Written exercise: All lines from the one with "the sea, imagine" to the end need to be copied exactly, with nothing before them.

[Records]
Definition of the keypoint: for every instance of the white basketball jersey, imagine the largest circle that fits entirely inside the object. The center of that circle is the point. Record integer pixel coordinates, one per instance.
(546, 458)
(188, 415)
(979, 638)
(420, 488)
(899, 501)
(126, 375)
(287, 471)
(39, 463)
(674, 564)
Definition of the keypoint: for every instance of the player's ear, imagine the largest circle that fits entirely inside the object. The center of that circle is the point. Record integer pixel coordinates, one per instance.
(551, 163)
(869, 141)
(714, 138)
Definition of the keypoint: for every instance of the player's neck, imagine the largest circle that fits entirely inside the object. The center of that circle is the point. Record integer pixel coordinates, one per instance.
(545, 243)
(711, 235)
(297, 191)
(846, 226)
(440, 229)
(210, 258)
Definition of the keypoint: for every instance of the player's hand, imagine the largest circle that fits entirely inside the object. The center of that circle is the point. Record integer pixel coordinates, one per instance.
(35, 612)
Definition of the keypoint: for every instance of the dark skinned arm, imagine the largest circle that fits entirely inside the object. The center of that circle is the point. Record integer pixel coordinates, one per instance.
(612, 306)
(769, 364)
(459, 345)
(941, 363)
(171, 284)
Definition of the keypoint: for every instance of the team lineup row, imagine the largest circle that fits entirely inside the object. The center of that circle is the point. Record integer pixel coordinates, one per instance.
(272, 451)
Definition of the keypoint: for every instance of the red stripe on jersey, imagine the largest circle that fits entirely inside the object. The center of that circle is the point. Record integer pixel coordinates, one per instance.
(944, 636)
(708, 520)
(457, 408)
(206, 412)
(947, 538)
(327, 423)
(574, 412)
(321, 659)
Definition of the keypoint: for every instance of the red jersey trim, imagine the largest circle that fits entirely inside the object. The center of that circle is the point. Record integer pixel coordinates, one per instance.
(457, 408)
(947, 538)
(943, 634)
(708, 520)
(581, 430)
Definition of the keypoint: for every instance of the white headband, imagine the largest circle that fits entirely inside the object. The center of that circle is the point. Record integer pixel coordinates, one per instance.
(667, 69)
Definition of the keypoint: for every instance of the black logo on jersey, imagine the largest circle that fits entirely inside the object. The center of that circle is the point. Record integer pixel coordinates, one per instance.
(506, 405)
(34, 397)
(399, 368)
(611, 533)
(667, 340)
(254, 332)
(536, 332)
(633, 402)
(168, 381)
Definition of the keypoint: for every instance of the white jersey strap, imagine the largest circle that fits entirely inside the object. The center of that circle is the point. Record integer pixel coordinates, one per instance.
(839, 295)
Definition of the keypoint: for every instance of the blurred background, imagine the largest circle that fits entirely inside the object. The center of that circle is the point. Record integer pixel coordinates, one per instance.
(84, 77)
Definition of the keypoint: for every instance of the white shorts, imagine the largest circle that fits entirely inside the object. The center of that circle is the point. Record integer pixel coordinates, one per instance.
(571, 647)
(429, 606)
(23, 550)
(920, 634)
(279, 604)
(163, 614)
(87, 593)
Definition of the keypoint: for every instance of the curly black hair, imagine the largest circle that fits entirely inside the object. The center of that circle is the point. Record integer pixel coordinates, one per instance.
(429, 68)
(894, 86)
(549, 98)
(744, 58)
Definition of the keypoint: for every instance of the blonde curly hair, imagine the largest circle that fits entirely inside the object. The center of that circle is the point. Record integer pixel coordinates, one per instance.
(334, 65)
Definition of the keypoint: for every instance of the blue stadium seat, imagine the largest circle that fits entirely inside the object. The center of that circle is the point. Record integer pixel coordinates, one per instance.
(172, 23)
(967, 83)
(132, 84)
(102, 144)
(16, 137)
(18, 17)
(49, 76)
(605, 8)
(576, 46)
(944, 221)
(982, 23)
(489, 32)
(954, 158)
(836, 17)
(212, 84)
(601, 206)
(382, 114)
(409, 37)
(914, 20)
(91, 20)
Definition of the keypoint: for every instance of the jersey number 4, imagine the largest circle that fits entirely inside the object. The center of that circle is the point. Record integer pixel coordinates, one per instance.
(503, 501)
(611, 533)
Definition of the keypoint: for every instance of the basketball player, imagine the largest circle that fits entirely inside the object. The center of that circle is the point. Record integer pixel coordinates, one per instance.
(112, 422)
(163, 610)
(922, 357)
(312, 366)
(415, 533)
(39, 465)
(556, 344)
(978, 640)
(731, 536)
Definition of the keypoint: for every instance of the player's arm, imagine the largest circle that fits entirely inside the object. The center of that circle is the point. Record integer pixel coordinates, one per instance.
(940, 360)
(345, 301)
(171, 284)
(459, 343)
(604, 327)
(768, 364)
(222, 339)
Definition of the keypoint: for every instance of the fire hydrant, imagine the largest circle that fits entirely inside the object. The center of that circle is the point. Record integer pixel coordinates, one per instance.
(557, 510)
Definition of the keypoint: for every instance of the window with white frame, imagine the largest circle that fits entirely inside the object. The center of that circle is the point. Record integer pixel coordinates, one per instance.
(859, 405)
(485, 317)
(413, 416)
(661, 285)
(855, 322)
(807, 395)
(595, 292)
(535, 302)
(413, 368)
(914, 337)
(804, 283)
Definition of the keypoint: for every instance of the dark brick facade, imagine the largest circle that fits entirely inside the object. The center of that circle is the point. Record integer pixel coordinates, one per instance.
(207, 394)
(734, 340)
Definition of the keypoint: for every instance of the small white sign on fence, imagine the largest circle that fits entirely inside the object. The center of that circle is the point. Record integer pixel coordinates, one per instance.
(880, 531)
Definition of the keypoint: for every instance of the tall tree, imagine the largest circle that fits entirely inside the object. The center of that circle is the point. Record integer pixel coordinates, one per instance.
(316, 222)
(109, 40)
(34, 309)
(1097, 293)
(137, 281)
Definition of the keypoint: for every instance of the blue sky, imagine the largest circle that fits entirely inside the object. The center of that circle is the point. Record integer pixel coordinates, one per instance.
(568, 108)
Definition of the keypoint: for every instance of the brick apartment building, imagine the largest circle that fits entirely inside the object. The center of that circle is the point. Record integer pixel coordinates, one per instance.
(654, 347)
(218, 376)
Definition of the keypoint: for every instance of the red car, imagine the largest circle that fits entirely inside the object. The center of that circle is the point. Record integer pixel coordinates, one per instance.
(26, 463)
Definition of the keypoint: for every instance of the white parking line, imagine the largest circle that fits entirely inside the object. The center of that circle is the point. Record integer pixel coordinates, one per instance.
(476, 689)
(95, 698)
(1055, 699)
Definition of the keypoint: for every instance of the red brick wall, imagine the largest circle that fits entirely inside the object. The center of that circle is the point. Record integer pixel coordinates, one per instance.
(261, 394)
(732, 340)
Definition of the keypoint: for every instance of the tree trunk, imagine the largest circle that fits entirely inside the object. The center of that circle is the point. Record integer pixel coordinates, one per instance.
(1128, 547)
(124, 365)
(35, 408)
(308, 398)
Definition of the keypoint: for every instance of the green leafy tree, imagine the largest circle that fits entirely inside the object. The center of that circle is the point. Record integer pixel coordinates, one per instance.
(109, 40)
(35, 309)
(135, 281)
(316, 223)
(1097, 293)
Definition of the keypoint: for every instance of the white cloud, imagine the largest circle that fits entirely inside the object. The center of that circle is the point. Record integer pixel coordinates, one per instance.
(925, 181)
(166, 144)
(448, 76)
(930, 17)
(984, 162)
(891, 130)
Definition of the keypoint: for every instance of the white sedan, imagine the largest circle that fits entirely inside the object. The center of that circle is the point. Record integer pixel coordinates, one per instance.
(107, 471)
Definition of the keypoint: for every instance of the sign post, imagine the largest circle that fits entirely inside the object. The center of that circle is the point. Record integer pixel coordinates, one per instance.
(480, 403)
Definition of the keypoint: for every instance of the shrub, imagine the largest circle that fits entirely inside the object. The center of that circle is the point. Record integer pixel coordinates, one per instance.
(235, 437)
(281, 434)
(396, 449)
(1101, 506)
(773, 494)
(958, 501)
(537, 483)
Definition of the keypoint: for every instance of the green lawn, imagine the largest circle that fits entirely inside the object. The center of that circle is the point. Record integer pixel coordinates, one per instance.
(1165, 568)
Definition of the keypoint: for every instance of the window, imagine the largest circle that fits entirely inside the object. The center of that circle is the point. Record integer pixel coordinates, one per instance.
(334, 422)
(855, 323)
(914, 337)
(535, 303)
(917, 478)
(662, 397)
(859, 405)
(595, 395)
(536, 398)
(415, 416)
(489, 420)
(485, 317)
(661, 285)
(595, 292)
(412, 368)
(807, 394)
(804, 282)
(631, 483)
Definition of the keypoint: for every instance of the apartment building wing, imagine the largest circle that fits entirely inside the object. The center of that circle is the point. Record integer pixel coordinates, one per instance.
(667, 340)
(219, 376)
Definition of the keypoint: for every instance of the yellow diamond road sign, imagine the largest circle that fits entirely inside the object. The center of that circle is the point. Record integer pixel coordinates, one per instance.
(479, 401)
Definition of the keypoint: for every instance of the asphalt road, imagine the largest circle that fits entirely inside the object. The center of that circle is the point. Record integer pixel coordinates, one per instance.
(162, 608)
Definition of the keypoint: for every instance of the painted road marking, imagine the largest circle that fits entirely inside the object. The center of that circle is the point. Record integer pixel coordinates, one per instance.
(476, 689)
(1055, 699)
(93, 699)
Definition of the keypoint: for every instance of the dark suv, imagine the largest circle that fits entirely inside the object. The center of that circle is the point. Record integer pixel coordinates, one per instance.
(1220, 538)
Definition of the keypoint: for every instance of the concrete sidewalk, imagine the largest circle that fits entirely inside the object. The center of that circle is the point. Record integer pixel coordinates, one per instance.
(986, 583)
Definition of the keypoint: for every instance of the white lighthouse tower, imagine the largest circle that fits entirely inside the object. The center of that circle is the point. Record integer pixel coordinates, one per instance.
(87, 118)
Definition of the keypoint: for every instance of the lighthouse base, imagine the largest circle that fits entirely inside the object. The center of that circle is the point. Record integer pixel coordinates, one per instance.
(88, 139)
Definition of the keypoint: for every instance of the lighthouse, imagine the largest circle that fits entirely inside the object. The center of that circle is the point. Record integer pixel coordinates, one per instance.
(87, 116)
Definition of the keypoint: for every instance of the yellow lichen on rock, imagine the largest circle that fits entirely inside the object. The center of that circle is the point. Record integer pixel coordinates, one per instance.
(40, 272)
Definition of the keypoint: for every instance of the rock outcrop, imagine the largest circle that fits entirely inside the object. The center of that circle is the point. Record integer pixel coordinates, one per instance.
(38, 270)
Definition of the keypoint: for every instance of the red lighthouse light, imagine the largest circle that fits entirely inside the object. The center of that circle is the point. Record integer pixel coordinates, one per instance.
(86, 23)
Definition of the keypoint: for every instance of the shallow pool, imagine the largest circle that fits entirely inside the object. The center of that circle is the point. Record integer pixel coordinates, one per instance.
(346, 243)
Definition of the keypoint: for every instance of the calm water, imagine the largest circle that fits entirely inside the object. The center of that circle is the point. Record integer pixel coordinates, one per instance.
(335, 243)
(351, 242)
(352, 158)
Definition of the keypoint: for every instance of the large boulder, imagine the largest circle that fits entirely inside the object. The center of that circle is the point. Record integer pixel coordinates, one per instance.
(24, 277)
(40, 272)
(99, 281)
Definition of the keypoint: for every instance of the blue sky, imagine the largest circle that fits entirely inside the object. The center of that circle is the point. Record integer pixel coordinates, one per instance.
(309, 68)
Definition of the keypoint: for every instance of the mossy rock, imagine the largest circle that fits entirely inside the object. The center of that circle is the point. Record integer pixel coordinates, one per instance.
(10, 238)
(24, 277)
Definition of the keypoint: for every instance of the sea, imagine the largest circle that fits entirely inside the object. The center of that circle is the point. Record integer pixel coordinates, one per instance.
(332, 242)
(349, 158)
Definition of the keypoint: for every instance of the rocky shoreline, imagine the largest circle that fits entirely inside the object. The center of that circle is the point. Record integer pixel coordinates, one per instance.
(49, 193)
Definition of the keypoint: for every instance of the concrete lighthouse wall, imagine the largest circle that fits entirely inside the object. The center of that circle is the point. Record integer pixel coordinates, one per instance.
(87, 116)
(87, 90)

Correct response:
Definition of the keypoint: for every instance of the sea, imagine the largest circle that fits entirely inside the object. The center of that circle is the point. Record integer pixel coordinates, one per instance.
(332, 242)
(349, 158)
Definition of the keypoint: for every instance of the rocky shoreline, imagine the largest circle that fits entirely inside the object. The center of that circle is the point. Record integer pixel coordinates, one per instance.
(49, 193)
Definition of the keypoint: for every instance of the concrete lighthouse wall, imagine the largest circle that fits entirely inside the object. The center of that circle is the point. Record integer pixel coordinates, one per instance.
(87, 116)
(87, 90)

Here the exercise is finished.